____ SOURCE TEXT

One of my favourite bloggers-with-brawn-and-brains, the inimitable Franzy, said the words that no ex-banker ever wants to hear from anyone they admire. ~Shudder~ Franzy said.... he said....he..... OK. I can do this! I'll be brave and just do a copy and paste. He said: I wish I had bank job.
Sure, we've all been discussing the profanity of an article describing how some South Yarra wankers only getting a million for their five bedroom houses are doing it tough in this current economic downturn and maybe even have to sell their Mornington Peninsula hobby farms or the iconic post-modern beach house at Portsea, and how insultingly offensive it is to a Gen Y professional student who has both a HECS debt and rent that's too high to save for a deposit, let alone a reasonably-manageable mortgage.
I feel Franzy's pain. And fear. And envy. I've felt all of them too. Still do in fact. But now, I want to address the most horrific sentence I've had the misfortune to see him write: I wish I had bank job and share my own experience of having such arse-puckeringly awful employment with you all. It is a tale of heartache, terror, rubber bands, endless signatures and hopefully one of caution for you all.
Way, waaaay back into the deep mists of time at the end of 1988 when 1927 were going to dominate the airwaves forever, spiral perms ruled and raging was a social past-time and not a personality affliction I was in my third and final year of uni, fully aware that I belonged to a group of students who were the last to receive a HECS-free tertiary education.*** From term two onwards I dutifully borrowed my Mum's sensible black power suit and scrunched my perm into a sleek French braid and sat through lots of group interviews held on campus, to be informed just before Christmas that the ANZ Bank wanted to employ me in 1989 as a Graduate Trainee.

________

Copy out the entire blog post about taking a bank job, word for word.

____ DATASET EXTRACT

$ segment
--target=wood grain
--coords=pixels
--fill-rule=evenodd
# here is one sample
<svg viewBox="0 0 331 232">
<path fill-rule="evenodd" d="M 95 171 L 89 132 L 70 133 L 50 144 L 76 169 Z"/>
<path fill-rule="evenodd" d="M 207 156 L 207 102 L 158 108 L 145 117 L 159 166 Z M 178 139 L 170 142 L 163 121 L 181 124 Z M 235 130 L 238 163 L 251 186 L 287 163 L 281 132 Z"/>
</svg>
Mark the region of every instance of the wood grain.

________

IN RESPONSE:
One of my favourite bloggers-with-brawn-and-brains, the inimitable Franzy, said the words that no ex-banker ever wants to hear from anyone they admire. ~Shudder~ Franzy said.... he said....he..... OK. I can do this! I'll be brave and just do a copy and paste. He said: I wish I had bank job.
Sure, we've all been discussing the profanity of an article describing how some South Yarra wankers only getting a million for their five bedroom houses are doing it tough in this current economic downturn and maybe even have to sell their Mornington Peninsula hobby farms or the iconic post-modern beach house at Portsea, and how insultingly offensive it is to a Gen Y professional student who has both a HECS debt and rent that's too high to save for a deposit, let alone a reasonably-manageable mortgage.
I feel Franzy's pain. And fear. And envy. I've felt all of them too. Still do in fact. But now, I want to address the most horrific sentence I've had the misfortune to see him write: I wish I had bank job and share my own experience of having such arse-puckeringly awful employment with you all. It is a tale of heartache, terror, rubber bands, endless signatures and hopefully one of caution for you all.
Way, waaaay back into the deep mists of time at the end of 1988 when 1927 were going to dominate the airwaves forever, spiral perms ruled and raging was a social past-time and not a personality affliction I was in my third and final year of uni, fully aware that I belonged to a group of students who were the last to receive a HECS-free tertiary education.*** From term two onwards I dutifully borrowed my Mum's sensible black power suit and scrunched my perm into a sleek French braid and sat through lots of group interviews held on campus, to be informed just before Christmas that the ANZ Bank wanted to employ me in 1989 as a Graduate Trainee.